= What to do =
In the listing below, can you copy out the lines starting with the line containing "Find the stone" and going on through the line containing "[0,200,104,357]", swapping "box" for "rectangle" and keeping everything else the same?

= Material =
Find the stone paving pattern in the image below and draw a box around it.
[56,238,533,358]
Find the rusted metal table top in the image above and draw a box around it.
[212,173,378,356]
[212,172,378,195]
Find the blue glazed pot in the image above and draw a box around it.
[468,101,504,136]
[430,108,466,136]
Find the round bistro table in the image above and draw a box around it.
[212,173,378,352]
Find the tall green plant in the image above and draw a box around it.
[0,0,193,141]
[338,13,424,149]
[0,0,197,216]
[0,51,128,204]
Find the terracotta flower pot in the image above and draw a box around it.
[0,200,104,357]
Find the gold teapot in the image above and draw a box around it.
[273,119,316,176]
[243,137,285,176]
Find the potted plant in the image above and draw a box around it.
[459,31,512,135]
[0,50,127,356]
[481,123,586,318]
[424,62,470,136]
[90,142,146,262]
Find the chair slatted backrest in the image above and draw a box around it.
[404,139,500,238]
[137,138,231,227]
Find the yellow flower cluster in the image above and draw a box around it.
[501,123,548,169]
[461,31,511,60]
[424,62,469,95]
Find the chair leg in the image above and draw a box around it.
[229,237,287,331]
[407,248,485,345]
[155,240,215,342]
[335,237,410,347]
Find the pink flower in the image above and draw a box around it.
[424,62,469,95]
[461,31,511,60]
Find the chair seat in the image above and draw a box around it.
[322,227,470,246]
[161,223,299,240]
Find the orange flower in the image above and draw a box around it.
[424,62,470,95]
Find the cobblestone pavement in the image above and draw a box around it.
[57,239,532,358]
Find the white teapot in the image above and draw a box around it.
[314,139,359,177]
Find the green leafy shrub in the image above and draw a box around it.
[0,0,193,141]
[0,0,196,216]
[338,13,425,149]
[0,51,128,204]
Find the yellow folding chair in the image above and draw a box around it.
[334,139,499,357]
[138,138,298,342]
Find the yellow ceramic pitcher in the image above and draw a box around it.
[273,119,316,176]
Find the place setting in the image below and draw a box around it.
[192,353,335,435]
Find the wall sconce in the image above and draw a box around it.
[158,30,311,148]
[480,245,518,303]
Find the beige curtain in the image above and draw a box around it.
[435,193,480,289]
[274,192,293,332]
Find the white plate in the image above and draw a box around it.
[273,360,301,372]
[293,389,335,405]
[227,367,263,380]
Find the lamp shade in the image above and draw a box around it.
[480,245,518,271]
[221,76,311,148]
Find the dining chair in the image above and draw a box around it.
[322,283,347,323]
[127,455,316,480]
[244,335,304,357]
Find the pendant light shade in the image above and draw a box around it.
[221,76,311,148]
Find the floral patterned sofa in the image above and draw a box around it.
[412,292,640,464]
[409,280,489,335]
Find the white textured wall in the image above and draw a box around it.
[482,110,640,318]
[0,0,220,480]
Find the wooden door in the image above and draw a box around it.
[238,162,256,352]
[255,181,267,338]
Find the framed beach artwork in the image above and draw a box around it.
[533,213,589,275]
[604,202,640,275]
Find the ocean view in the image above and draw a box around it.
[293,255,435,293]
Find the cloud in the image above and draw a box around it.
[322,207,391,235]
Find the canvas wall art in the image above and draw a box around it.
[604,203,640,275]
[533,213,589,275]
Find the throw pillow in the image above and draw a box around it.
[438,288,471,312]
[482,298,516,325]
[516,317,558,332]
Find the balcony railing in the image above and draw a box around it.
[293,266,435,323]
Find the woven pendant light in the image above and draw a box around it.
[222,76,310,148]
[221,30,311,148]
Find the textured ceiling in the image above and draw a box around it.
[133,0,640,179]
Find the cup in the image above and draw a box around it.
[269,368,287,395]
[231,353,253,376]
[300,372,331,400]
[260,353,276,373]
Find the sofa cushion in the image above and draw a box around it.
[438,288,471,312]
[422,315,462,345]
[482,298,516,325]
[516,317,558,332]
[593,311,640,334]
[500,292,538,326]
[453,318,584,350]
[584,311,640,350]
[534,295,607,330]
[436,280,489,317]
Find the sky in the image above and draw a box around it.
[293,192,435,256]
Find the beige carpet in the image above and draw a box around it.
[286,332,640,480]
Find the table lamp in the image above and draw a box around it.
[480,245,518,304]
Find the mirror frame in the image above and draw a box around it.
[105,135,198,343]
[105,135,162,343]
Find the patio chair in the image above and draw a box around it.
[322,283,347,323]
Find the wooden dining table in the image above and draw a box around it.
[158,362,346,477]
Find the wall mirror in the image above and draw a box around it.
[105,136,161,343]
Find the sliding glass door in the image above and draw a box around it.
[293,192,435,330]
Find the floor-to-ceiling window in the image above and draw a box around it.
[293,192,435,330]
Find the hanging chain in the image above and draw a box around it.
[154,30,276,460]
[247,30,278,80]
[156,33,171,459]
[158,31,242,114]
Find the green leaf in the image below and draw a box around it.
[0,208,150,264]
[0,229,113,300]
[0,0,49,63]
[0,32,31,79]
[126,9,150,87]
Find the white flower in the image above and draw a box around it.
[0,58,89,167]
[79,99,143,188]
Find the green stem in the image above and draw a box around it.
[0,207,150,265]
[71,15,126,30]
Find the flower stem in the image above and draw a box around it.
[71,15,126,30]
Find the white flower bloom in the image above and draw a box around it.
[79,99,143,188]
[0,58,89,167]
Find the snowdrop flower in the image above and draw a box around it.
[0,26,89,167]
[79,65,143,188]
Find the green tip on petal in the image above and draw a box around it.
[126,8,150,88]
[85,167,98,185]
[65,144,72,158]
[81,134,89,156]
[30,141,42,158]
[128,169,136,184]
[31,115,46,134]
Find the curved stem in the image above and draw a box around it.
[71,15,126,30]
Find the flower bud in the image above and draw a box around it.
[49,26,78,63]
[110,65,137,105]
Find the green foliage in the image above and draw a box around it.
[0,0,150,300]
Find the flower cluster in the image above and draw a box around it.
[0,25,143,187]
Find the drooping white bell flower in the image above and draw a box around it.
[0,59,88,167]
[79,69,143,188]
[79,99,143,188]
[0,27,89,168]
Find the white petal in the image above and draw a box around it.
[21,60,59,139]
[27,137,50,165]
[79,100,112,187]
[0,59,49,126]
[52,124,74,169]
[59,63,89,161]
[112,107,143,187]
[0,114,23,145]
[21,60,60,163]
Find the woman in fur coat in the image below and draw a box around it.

==

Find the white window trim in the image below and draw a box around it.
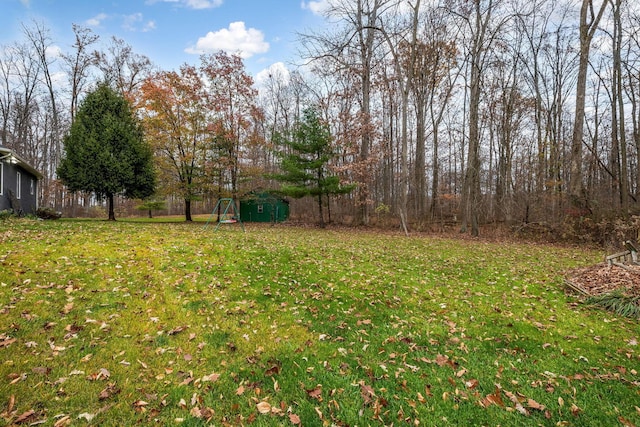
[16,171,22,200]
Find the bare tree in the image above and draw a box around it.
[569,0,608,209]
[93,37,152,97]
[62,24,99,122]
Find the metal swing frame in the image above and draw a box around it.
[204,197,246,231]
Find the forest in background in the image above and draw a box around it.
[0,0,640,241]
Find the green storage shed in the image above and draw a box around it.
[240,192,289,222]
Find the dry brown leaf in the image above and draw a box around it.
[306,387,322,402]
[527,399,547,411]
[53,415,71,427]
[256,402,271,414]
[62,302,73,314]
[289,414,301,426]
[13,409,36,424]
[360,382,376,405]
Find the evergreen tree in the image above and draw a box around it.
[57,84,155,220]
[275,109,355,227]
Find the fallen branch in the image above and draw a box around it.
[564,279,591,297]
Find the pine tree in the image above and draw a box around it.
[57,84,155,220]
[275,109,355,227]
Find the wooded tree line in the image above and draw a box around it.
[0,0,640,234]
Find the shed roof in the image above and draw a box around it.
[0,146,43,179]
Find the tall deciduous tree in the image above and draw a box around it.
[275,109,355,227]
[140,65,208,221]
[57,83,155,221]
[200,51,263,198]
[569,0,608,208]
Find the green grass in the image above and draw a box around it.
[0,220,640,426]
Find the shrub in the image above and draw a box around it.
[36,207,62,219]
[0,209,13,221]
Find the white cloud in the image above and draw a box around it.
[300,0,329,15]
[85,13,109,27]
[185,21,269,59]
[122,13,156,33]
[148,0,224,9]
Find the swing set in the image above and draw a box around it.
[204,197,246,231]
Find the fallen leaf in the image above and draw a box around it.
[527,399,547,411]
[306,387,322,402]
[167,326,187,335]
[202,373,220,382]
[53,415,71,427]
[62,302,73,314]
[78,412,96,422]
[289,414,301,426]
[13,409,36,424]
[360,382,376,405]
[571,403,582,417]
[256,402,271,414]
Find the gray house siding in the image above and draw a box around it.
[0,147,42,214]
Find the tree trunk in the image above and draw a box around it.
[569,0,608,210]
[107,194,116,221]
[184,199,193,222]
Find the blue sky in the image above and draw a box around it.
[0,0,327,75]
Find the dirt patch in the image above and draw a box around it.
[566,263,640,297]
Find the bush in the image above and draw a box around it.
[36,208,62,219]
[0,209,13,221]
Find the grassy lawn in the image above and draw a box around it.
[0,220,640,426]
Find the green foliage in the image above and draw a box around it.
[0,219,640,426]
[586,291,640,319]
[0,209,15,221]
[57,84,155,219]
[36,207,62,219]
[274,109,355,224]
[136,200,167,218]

= Exercise solution =
Find the stone paving pattern in the image below and draw a rectangle around it.
[56,238,533,358]
Find the rusted metal table top in the image above and draw a rectangle around it.
[212,173,378,356]
[212,172,378,195]
Find the blue glazed pot in the image above and draw a rectangle around it.
[468,101,504,136]
[430,108,466,136]
Find the round bistro table in the image above and draw a rectangle around it.
[212,173,378,352]
Find the tall green plant in the image above and draw a rectangle around it.
[0,0,193,141]
[338,13,424,149]
[0,0,197,216]
[0,51,128,204]
Find the terracotta flower pot in the image above and draw a rectangle around it.
[0,200,104,357]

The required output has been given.